Suffering

Decay... fade away... what remains.... what binds us?

Decay… fade away… what remains…. what binds us?

When my heart and mind feel suffering, I always try to steer my mind back to the 4 Noble Truths. Sometimes I don’t want to, as part of me doesn’t want to accept their validity, my clinging ego-mind.

But, in the end, no matter how I try to tear these Truths apart, I can’t honestly disagree with them.

First, all that is, is dukkha. This means that all that exists is subject to anguish, suffering, unsatisfactoriness. This is the bummer Truth. Is it really true? Well, no matter the mental games and tricks and logic I apply, I cannot disagree with this Noble Truth. Superficially, it is easy to discount the Truth, but when studied deeply, its meaning crystallizes and understanding pours forth. Bummer. But it is important to note, or keep in mind, that dukkha also means the opposite of anguish and suffering, it can, and does include, satisfaction and pain relief. Why are those things bad? Well, without getting into the details, superficial satisfaction will always lead to a state of dis-satisfaction.

Second, the reason dukkha exists, its birth, comes from craving… So our desire-minds… when we have desires… whether minor like a chocolate bar or major like a love-interest., this gives rise to Dukkha.

Third Truth is that the ending of dukkha comes from the ending of craving, ending our desire-minds.

The last Truth, is that there is a way to end Dukkha. We are not bound by Dukkha. The Way consists of the 8-fold path. This path basically means if one approaches the following 8 things with a true heart, a ‘correct’ heart, then we are on the Path towards Enlightenment: vision, emotion, speech, action, livelihood, effort, mindfulness and meditation.

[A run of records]

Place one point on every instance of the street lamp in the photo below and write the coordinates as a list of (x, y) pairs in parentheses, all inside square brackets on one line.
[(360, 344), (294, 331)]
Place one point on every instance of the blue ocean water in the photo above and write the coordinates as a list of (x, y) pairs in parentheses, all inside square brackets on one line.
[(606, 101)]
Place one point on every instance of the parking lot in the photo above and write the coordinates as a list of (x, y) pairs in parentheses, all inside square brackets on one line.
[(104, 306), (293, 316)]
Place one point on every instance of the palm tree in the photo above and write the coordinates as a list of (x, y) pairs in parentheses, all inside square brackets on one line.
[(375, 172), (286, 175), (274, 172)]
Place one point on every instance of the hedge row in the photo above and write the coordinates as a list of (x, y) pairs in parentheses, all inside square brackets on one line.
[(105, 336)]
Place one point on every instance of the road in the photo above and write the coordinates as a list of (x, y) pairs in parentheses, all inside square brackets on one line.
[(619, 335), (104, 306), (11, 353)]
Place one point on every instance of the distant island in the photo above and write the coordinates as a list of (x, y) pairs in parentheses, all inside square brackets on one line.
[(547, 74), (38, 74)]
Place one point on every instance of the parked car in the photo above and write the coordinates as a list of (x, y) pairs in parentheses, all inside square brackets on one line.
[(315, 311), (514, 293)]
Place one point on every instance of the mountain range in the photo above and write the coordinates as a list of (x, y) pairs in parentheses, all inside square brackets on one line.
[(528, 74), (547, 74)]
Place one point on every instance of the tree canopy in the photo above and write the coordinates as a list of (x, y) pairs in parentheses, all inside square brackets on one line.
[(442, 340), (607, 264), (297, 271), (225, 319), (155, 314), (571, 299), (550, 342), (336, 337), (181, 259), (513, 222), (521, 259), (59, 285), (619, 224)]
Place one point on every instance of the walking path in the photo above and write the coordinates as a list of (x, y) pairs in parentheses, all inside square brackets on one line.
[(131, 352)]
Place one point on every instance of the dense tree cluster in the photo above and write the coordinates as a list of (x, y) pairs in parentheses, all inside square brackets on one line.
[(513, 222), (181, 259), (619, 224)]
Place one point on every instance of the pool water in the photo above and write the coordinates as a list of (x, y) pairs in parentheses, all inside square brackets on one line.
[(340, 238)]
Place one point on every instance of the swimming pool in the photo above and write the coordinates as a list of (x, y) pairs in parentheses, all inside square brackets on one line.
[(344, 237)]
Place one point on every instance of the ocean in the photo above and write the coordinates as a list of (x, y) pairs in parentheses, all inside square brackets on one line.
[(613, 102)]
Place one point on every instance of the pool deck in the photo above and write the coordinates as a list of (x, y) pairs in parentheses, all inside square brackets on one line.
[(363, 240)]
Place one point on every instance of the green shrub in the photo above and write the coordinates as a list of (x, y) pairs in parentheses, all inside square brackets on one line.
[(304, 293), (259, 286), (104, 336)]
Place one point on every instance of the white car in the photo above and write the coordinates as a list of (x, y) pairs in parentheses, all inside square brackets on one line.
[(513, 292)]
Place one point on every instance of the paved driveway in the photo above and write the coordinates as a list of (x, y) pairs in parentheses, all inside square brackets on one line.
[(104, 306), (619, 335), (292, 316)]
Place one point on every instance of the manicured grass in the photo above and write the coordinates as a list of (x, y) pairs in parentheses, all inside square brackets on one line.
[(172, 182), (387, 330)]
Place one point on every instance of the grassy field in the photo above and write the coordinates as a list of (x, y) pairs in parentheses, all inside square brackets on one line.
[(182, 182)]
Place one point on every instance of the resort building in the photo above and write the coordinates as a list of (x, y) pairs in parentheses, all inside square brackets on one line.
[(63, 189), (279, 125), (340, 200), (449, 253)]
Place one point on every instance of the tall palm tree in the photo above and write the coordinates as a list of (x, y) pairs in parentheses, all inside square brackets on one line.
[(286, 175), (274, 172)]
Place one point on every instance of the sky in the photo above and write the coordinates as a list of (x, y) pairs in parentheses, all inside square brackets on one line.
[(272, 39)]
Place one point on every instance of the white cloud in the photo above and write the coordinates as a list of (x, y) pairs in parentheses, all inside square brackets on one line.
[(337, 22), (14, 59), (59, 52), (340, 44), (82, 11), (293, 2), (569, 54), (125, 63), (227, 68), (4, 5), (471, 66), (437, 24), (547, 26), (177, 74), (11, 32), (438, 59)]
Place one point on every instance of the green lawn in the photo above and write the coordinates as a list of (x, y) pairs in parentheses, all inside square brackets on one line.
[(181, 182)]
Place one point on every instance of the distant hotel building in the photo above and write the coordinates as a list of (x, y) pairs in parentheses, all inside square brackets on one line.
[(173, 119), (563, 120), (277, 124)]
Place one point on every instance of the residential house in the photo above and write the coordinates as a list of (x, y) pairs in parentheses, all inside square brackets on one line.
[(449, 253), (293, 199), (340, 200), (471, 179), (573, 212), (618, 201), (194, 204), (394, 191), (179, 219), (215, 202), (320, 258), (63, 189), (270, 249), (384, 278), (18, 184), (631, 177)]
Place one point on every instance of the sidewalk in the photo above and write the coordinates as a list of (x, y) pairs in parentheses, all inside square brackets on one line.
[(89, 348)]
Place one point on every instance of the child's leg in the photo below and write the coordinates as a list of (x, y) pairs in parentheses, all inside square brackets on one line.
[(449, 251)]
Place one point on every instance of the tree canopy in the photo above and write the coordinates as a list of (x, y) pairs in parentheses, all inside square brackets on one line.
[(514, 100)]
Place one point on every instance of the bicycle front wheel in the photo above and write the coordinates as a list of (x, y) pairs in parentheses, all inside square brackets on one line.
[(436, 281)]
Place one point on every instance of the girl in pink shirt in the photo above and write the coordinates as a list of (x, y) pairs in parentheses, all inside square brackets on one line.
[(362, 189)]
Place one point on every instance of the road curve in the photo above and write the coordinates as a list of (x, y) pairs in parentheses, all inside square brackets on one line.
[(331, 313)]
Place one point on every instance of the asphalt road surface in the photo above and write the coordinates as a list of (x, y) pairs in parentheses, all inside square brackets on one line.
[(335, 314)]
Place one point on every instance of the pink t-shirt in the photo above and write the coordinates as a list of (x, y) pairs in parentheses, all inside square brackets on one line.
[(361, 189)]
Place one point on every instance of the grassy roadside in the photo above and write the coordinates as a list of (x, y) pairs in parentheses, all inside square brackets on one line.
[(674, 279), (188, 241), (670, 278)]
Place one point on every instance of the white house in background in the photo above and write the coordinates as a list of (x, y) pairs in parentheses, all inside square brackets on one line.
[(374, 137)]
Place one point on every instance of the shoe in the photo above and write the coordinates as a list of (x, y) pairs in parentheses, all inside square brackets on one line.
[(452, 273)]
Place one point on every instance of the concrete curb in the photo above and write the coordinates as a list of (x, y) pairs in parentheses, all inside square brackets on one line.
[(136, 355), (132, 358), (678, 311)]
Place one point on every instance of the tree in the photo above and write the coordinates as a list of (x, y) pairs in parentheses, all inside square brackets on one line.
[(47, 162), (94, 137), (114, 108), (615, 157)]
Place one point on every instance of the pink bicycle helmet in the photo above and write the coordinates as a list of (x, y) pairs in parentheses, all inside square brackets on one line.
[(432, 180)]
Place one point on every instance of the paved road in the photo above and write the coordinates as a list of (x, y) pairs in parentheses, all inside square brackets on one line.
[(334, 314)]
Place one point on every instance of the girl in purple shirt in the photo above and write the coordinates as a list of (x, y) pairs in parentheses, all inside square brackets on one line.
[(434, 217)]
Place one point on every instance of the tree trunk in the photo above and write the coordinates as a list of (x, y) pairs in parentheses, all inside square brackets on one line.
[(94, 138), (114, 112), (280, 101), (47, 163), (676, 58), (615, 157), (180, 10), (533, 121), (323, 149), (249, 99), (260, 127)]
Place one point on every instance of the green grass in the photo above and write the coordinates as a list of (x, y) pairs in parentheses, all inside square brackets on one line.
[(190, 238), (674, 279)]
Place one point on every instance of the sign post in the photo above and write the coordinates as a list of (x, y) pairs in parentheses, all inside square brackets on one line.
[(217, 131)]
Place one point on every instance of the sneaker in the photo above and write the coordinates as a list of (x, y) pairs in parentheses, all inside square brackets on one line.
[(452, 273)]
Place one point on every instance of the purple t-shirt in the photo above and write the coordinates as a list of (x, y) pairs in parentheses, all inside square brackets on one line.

[Short problem A] In the text on suffering, what does the Way to end dukkha consist of?
[Short problem B] Reproduce the passage on suffering starting at "Decay... fade away..." and ending at "my clinging ego-mind.", swapping "ego-mind" for "grasping self".

[Exercise result A] The Way consists of the 8-fold path.

[Exercise result B]
Decay... fade away... what remains.... what binds us?

Decay… fade away… what remains…. what binds us?

When my heart and mind feel suffering, I always try to steer my mind back to the 4 Noble Truths. Sometimes I don’t want to, as part of me doesn’t want to accept their validity, my clinging grasping self.